* [Document segment]:
**********

What is there about filling out sheets each March that brings such pleasure to so many people? And just to clarify — not income tax forms — March Madness brackets.
The weeks leading up to the NCAA Basketball Tournament are filled with their own syntax in the discussion of who's in and who's out: bubble teams, Last Four In, First Four Out and Bracketology. And one name seems to pop up everywhere: Joe Lunardi, a self-described nerd forecasting the teams in the tournament and their seeding. And he is usually right.
For those not familiar with the tournament selection process, the current field of 68 teams is a combination of automatic bids earned by conference champions and at-large bids chosen each year by a selection committee representing college basketball.
While college football may be the sport that generates the lion's share of revenue for schools, basketball programs may spark the most overall passion. Expanding the number of teams in the tournament and including more balanced regions increased overall interest by 1980.

**********

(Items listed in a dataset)
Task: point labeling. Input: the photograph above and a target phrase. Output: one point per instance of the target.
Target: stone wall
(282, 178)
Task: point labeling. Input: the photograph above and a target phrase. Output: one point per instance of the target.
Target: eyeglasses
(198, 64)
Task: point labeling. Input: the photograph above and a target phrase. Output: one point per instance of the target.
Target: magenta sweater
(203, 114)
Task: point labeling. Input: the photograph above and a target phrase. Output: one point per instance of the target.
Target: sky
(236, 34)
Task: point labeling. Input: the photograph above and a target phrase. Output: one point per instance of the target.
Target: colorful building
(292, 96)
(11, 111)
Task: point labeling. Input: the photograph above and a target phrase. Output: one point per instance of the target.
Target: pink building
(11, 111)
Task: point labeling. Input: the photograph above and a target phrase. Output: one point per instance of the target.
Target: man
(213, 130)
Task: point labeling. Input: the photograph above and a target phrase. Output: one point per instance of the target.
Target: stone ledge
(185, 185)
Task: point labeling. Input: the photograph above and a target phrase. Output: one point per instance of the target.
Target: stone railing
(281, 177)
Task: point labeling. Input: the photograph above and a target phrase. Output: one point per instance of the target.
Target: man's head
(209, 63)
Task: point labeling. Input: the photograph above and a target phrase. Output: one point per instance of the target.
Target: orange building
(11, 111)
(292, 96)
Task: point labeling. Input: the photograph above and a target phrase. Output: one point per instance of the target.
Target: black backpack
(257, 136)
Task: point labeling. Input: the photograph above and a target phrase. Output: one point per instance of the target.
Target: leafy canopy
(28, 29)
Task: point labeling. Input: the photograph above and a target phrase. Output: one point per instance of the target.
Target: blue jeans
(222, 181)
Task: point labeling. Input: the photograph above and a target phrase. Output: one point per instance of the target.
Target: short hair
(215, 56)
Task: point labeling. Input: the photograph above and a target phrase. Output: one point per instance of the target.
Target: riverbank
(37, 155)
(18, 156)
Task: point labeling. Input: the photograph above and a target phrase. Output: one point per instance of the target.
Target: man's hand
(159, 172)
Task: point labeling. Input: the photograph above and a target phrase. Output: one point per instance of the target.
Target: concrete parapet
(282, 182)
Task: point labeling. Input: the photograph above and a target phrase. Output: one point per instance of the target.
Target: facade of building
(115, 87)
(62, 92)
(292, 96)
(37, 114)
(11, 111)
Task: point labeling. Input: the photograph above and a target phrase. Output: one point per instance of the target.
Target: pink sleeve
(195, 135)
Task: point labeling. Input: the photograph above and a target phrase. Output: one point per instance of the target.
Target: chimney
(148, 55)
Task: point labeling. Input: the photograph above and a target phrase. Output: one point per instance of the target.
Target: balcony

**********

* [Problem details]:
Please answer these questions from the passage on March Madness brackets above:
(a) How many teams make up the current tournament field?
(b) Who is the self-described nerd who forecasts the tournament teams and their seeding?
(c) By what year had more teams and more balanced regions increased overall interest?

* [Written solution]:
(a) 68
(b) Joe Lunardi
(c) 1980